Reproduce the passage of the Krugman excerpt that begins with the words containing "Krugman the economist" and ends with "make it true.", copied word for word.

[EXCERPTED TEXT]
========
Krugman the economist and Krugman the commentator

Scott Sumner, a friend of this blog, has noted that there's something of a difference between Paul Krugman the excellent economist and essayist of the nineties and Paul Krugman the political commentator of the teens.

I suspect that Krugman wants to believe that government regulation can improve the appalling working conditions in Bengali factories. So would I. But wanting to believe something doesn’t make it true.

That's actually something of a forlorn hope. For Bangladesh has many regulations about factories and buildings: it's just that everyone ignores them or bribes their way around them. Introducing more regulation into such an environment does not improve conditions, it increases either the ignoring or the bribery. The more specific complaint is that Krugman today says this:

At this point, however, there really isn’t any competition between apparel production in poor countries and rich countries; the whole industry has moved to the third world. The relevant competition is instead among poor countries — Bangladesh versus China, in particular. And here the differences aren’t as dramatic: McKinsey (pdf) estimates Bangladeshi productivity in apparel at 77 percent of China’s level. Given this reality, can we demand that Bangladesh provide better conditions for its workers? If we do this for Bangladesh, and only for Bangladesh, it could backfire: the business could move to China or Cambodia. But if we demand higher standards for all countries — modestly higher standards, so that we’re not talking about driving the business back to advanced countries — we can achieve an improvement in workers’ lives (and fewer horrible workers’ deaths), without undermining the export industries these countries so desperately need.
========
[INFORMATION SHOWN]

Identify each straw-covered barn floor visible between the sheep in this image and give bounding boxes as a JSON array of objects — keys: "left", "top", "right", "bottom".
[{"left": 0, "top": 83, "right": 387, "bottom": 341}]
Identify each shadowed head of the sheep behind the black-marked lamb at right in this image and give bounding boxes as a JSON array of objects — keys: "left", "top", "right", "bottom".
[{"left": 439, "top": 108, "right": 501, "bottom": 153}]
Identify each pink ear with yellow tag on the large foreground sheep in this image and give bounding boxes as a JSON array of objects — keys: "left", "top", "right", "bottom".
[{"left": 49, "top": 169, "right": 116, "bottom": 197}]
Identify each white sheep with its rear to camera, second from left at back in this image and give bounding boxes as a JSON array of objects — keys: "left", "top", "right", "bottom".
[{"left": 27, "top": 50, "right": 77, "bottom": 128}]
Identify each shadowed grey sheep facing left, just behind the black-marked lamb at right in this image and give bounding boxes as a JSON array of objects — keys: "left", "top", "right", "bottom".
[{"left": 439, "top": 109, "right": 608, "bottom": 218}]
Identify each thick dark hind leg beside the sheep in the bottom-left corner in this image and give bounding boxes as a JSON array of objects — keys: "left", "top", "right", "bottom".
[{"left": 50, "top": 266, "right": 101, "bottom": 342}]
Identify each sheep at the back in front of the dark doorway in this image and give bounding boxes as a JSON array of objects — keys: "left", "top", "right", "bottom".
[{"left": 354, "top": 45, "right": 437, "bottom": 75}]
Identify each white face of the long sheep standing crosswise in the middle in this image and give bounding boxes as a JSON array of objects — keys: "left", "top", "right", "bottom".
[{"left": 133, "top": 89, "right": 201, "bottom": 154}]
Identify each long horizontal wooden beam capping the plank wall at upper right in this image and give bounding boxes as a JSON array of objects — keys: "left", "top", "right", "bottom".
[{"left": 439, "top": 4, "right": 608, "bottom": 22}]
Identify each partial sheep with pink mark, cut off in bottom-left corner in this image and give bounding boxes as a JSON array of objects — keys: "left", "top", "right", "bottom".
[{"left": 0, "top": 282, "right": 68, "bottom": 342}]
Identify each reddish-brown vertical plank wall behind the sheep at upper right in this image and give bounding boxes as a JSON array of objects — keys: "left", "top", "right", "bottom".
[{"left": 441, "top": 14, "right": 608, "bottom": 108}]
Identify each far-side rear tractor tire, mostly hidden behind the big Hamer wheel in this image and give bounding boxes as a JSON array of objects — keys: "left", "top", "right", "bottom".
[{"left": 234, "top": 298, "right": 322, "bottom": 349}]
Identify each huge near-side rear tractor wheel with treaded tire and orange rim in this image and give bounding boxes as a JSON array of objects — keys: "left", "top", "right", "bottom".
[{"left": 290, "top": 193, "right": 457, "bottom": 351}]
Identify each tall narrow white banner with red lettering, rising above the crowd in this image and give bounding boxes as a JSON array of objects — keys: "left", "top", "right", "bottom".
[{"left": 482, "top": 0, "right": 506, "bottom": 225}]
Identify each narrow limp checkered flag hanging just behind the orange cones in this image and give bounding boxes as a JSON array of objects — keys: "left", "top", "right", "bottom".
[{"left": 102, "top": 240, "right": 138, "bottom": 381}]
========
[PROBLEM SOLUTION]
Krugman the economist and Krugman the commentator

Scott Sumner, a friend of this blog, has noted that there's something of a difference between Paul Krugman the excellent economist and essayist of the nineties and Paul Krugman the political commentator of the teens.

I suspect that Krugman wants to believe that government regulation can improve the appalling working conditions in Bengali factories. So would I. But wanting to believe something doesn’t make it true.